• **INSTRUCTIONS TO FOLLOW**: Pick out every line of the items below that contains the word "spread", and copy each one.

• **STORED ROWS**:
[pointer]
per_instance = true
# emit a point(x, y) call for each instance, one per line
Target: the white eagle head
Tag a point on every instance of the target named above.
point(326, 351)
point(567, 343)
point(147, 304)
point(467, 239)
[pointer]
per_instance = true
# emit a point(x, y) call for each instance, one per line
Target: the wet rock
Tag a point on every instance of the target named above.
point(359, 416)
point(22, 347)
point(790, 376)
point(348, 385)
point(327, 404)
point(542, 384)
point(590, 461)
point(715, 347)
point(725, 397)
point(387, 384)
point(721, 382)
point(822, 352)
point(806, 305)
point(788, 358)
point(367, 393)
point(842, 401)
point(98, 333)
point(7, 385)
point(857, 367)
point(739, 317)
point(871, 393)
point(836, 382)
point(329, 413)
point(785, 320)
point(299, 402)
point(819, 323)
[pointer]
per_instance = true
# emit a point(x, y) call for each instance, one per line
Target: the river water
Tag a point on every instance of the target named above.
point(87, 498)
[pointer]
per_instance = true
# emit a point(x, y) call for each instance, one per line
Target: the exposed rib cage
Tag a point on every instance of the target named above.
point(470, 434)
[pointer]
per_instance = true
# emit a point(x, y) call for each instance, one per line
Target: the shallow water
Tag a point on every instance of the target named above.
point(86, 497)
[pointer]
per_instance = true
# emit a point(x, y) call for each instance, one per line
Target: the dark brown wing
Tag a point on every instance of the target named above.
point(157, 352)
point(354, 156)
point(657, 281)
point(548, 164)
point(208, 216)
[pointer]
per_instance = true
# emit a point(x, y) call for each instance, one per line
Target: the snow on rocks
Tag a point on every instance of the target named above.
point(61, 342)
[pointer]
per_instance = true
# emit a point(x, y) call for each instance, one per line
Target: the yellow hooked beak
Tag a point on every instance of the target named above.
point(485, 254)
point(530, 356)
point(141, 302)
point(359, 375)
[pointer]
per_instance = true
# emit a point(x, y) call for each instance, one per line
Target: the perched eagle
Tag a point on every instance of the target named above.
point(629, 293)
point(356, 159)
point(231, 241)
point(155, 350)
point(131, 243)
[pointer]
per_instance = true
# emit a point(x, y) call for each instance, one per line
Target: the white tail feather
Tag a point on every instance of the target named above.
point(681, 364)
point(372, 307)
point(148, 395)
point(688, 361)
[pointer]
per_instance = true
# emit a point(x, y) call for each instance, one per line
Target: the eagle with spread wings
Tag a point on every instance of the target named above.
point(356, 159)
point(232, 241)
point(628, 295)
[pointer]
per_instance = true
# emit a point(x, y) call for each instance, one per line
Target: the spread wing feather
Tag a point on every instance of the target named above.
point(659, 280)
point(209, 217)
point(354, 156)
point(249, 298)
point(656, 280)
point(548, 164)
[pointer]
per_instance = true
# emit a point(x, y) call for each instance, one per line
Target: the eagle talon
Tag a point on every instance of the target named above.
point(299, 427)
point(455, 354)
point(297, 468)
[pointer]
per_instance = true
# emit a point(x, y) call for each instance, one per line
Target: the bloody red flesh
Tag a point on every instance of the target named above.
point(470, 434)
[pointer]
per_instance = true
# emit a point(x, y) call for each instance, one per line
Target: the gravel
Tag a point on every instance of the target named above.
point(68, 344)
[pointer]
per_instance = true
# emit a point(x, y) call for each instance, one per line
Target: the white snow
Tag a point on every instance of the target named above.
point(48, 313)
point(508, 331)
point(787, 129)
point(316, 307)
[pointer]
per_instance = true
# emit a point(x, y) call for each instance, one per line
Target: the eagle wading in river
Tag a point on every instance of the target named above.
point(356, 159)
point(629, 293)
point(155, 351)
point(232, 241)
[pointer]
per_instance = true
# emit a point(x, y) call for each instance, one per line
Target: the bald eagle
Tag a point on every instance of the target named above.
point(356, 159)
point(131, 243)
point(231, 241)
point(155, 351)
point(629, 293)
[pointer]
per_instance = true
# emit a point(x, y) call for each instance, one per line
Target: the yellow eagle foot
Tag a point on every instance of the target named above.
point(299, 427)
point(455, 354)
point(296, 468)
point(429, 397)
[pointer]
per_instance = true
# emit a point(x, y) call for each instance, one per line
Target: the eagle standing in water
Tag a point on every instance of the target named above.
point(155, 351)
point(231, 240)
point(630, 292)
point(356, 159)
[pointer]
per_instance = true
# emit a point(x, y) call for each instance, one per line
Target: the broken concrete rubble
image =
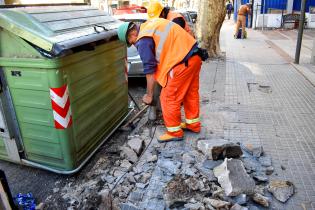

• **RESPONSE TO THIS EXERCISE**:
Target: the eagle with spread wings
Target: the spread wing feather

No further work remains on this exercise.